→ Enunciado
Transcreva, do trecho abaixo sobre o parecer do relator do impeachment, a parte entre "Entre elas, de" e "finalidade ou poder.", inclusive.

→ Trecho da página
★ ★ ★ ★ ★ ★ ★

Lula - Xinhua/Rahel Patrasso - Xinhua/Rahel Patrasso
Para relator, fatos como áudios de Dilma e Lula constroem "contexto do julgamento"
Imagem: Xinhua/Rahel Patrasso

Resposta a questionamentos da defesa

Anastasia usou parte de seu texto para refutar queixas da defesa de Dilma sobre a tramitação do impeachment.

Entre elas, de que o processo seria nulo porque o presidente da Câmara, Eduardo Cunha (PMDB-RJ), teria acolhido o pedido de afastamento por "vingança" ou "retaliação", o que caracterizaria desvio de finalidade ou poder.

Ao afirmar que não é possível dizer que houve desvio, o relator aponta que a decisão de Cunha destaca "critérios técnicos". Para exemplificar, lembra que o peemedebista acolheu apenas as acusações referentes ao ano de 2015, ou seja, ao mandato atual da petista.

"Houve o recorte substancial dos fatos descritos na denúncia, o que agradou muito a defesa da senhora presidente."

O tucano disse que a defesa se vale "do ato do Presidente da Câmara quando lhe convém": defende a delimitação da denúncia adotada por Cunha, mas quer a nulidade do processo por suposto "desvio de finalidade", mas sem "comprovação consistente".

Além disso, o relator refutou as afirmações de que seria necessário que o Congresso julgasse as contas de 2015 do governo para que Dilma pudesse ser processada por eventuais irregularidades fiscais – a própria presidente tem usado esse argumento.

"O julgamento de contas na esfera de controle externo não interfere na ação penal comum e na ação cível de improbidade administrativa", disse Anastasia.

Eduardo Cunha - Pedro Ladeira-7.abr.2016/Folhapress - Pedro Ladeira-7.abr.2016/Folhapress
Anastasia refutou tese da defesa de que processo seria "nulo" porque Cunha agiu por "vingança"
Imagem: Pedro Ladeira-7.abr.2016/Folhapress

Ameaça à 'estabilidade fiscal e monetária'

Em trecho que diz ser dedicado à "contextualização dos fatos", Anastasia lista uma série de dados que, na sua visão, indicam que houve crime fiscal.

★ ★ ★ ★ ★ ★ ★

Entradas sobre localização de itens nomeados:
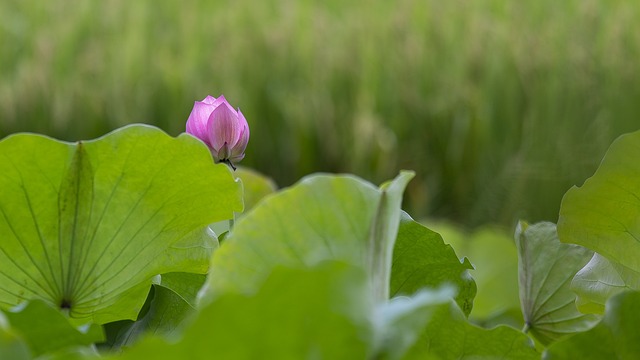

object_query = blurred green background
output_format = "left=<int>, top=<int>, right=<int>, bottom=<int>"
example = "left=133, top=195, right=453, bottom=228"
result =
left=0, top=0, right=640, bottom=227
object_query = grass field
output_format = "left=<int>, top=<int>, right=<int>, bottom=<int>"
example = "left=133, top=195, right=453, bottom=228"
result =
left=0, top=0, right=640, bottom=226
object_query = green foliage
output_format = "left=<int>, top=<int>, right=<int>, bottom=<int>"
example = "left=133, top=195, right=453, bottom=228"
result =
left=5, top=300, right=104, bottom=357
left=0, top=126, right=640, bottom=360
left=109, top=262, right=373, bottom=360
left=209, top=172, right=413, bottom=300
left=404, top=303, right=540, bottom=360
left=428, top=222, right=524, bottom=328
left=516, top=221, right=598, bottom=346
left=0, top=0, right=640, bottom=226
left=0, top=126, right=242, bottom=324
left=558, top=131, right=640, bottom=272
left=558, top=131, right=640, bottom=313
left=571, top=253, right=640, bottom=314
left=234, top=166, right=277, bottom=212
left=0, top=311, right=31, bottom=360
left=390, top=213, right=476, bottom=315
left=545, top=291, right=640, bottom=360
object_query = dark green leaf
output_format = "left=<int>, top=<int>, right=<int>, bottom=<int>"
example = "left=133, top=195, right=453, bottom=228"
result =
left=571, top=253, right=640, bottom=314
left=404, top=301, right=540, bottom=360
left=516, top=221, right=599, bottom=345
left=0, top=125, right=242, bottom=323
left=209, top=172, right=413, bottom=301
left=111, top=263, right=373, bottom=360
left=558, top=131, right=640, bottom=272
left=391, top=213, right=476, bottom=315
left=5, top=300, right=104, bottom=356
left=545, top=291, right=640, bottom=360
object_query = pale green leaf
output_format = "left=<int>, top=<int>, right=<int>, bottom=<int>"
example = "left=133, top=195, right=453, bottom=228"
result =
left=103, top=282, right=197, bottom=351
left=0, top=125, right=242, bottom=323
left=558, top=131, right=640, bottom=272
left=403, top=301, right=540, bottom=360
left=374, top=287, right=456, bottom=360
left=234, top=166, right=277, bottom=212
left=515, top=221, right=599, bottom=345
left=0, top=311, right=32, bottom=360
left=545, top=291, right=640, bottom=360
left=111, top=262, right=373, bottom=360
left=571, top=253, right=640, bottom=314
left=391, top=213, right=476, bottom=315
left=208, top=172, right=413, bottom=301
left=5, top=300, right=104, bottom=356
left=428, top=222, right=524, bottom=328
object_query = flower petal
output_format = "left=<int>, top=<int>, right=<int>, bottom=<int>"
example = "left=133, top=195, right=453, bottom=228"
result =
left=202, top=95, right=216, bottom=105
left=187, top=97, right=215, bottom=144
left=231, top=109, right=249, bottom=157
left=207, top=101, right=242, bottom=153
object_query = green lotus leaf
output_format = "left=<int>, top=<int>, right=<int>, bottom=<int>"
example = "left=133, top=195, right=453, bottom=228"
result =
left=109, top=262, right=373, bottom=360
left=0, top=311, right=32, bottom=360
left=515, top=221, right=599, bottom=345
left=428, top=222, right=524, bottom=328
left=234, top=166, right=278, bottom=212
left=0, top=125, right=242, bottom=323
left=558, top=131, right=640, bottom=272
left=403, top=300, right=540, bottom=360
left=571, top=253, right=640, bottom=314
left=101, top=280, right=204, bottom=351
left=208, top=172, right=413, bottom=301
left=391, top=212, right=476, bottom=315
left=5, top=300, right=104, bottom=357
left=545, top=291, right=640, bottom=360
left=374, top=286, right=456, bottom=360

★ ★ ★ ★ ★ ★ ★

→ Resposta
Entre elas, de que o processo seria nulo porque o presidente da Câmara, Eduardo Cunha (PMDB-RJ), teria acolhido o pedido de afastamento por "vingança" ou "retaliação", o que caracterizaria desvio de finalidade ou poder.